> [Problem statement]: Reproduce every line below verbatim, keeping each character and line break unchanged.
** begin Records to use **
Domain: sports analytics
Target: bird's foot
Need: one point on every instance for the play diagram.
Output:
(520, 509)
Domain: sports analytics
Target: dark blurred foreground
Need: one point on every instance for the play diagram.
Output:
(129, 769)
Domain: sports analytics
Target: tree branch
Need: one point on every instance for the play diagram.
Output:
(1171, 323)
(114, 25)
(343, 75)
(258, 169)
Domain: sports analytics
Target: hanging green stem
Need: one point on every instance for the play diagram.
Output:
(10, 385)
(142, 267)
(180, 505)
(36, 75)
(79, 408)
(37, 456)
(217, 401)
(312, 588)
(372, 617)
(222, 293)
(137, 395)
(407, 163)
** end Records to use **
> [Expected output]:
Domain: sports analytics
Target: bird's foot
Need: one point on every instance for the play diagram.
Output:
(520, 509)
Domain: sports analytics
Target: dark blurred foreground
Need: one point on every instance for the play diagram.
Output:
(129, 769)
Domain: sports analytics
Target: tree branch
Need: one point on every instance for the play diagram.
Output:
(1171, 323)
(114, 25)
(343, 75)
(258, 169)
Domain: sports analytics
Target: hanging green stem
Need: one point on every instance for the play diagram.
Output:
(10, 385)
(142, 267)
(180, 505)
(36, 75)
(79, 408)
(37, 456)
(217, 401)
(312, 588)
(372, 617)
(222, 293)
(137, 395)
(407, 163)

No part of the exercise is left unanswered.